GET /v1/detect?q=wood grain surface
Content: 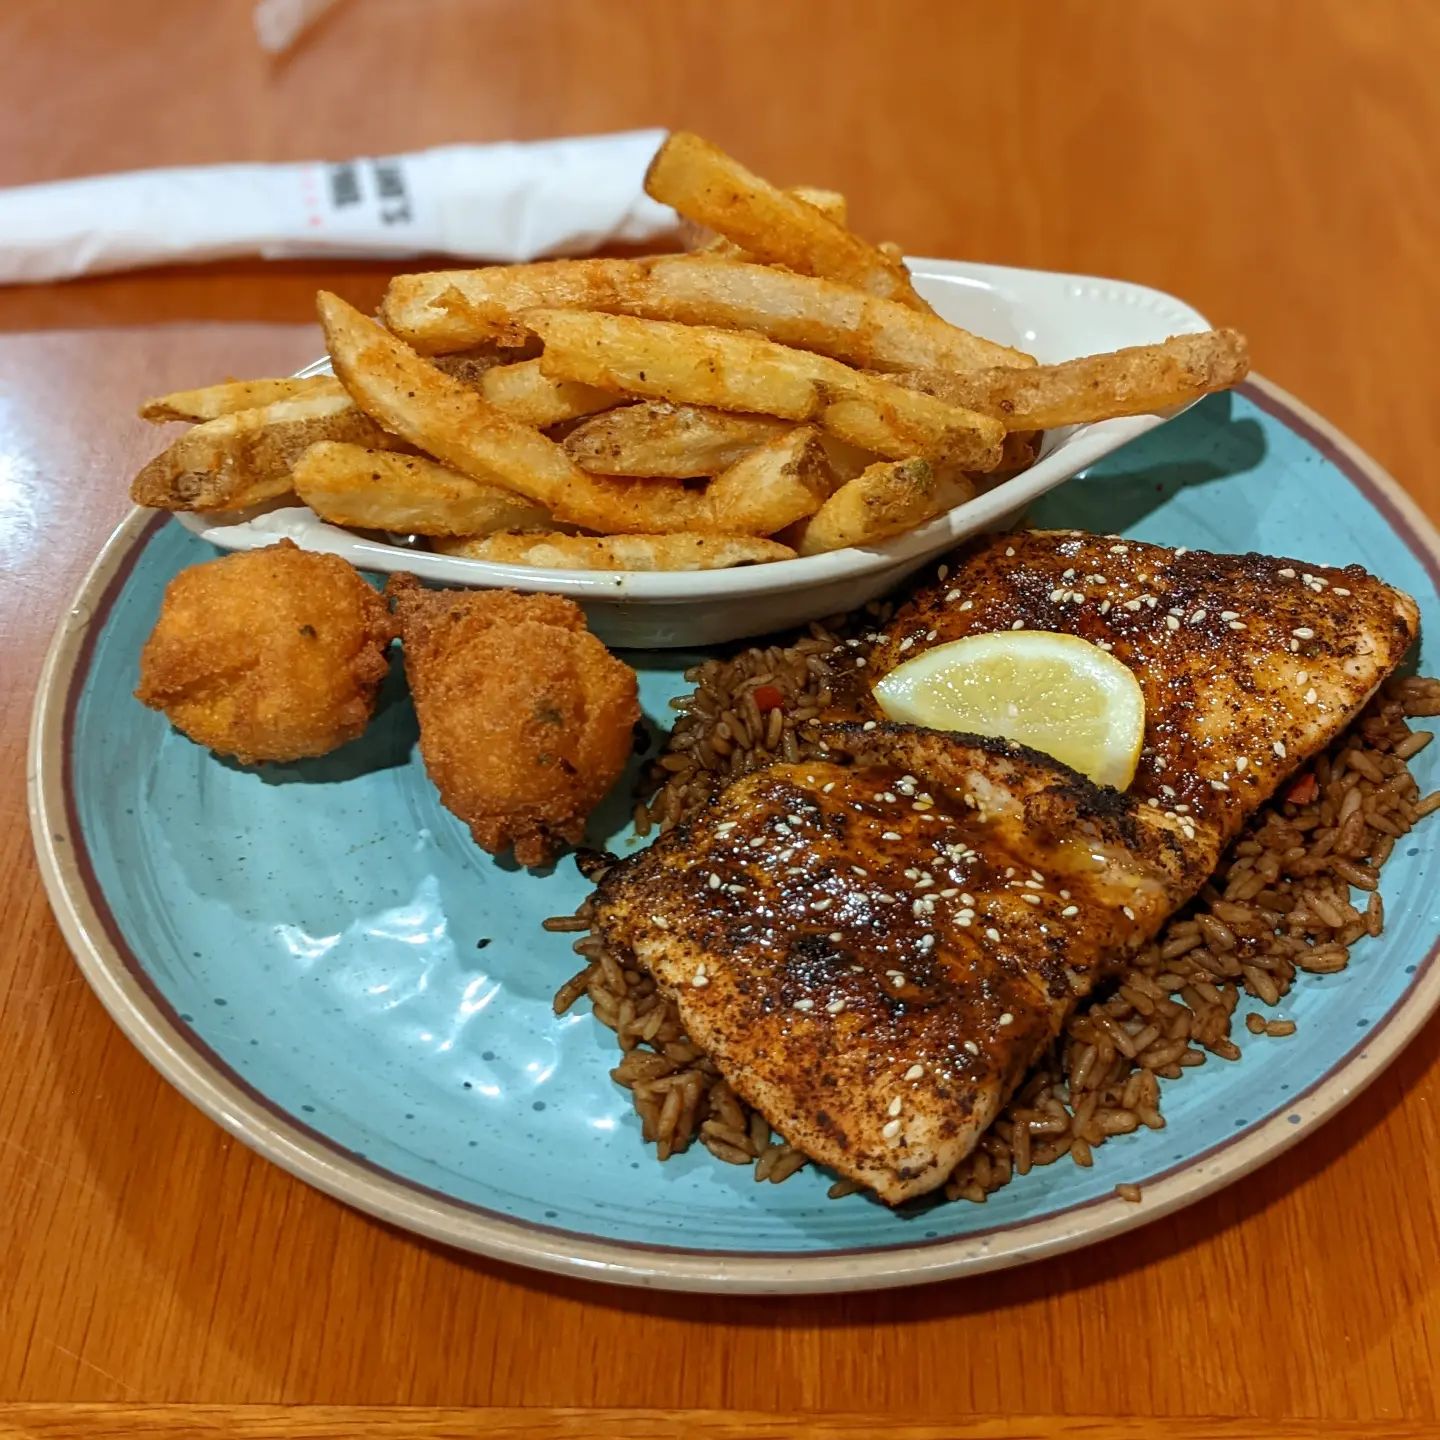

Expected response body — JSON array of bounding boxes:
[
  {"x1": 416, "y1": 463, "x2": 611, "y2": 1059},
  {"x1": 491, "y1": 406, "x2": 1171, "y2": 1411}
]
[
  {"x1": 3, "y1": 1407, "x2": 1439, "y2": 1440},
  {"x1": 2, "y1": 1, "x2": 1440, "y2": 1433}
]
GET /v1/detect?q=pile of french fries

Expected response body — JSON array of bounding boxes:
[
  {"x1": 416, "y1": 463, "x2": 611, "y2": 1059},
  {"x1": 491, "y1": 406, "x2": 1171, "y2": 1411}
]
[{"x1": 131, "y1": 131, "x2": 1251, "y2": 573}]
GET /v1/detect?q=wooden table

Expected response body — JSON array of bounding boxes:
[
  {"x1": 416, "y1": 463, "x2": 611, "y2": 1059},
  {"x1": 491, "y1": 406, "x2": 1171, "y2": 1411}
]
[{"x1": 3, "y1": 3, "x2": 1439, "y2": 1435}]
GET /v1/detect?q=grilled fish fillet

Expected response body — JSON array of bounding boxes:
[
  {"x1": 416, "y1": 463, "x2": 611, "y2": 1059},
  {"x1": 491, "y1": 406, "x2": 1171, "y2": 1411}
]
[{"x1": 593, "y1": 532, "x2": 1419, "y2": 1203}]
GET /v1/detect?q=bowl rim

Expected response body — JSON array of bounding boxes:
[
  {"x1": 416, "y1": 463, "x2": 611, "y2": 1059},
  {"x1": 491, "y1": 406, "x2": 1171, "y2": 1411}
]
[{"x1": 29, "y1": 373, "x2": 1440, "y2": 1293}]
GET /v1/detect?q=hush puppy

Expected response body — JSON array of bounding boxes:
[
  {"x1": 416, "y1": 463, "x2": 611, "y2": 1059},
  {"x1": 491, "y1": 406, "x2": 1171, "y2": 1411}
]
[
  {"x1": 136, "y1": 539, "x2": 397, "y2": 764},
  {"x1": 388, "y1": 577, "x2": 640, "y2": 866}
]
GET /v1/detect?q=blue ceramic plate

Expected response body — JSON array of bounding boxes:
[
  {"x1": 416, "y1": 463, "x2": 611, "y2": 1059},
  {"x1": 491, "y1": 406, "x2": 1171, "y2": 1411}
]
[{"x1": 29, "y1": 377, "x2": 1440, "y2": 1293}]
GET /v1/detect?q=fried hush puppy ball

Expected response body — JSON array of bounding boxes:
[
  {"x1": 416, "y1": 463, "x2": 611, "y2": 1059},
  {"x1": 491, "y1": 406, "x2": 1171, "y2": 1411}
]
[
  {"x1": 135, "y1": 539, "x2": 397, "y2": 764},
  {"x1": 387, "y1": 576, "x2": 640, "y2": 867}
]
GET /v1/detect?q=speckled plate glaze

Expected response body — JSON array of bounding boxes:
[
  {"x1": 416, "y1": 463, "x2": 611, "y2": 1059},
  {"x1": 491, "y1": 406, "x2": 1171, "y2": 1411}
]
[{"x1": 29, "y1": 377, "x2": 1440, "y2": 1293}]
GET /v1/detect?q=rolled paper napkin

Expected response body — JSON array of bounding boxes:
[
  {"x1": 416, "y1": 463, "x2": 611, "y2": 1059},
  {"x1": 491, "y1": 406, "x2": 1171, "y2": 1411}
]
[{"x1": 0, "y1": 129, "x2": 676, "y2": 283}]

- Required work -
Determine which lines above include the word "puppy", and report those lines in full.

- Output of the task -
GET /v1/detect?q=hush puppy
GET /v1/detect?q=fried hush puppy ball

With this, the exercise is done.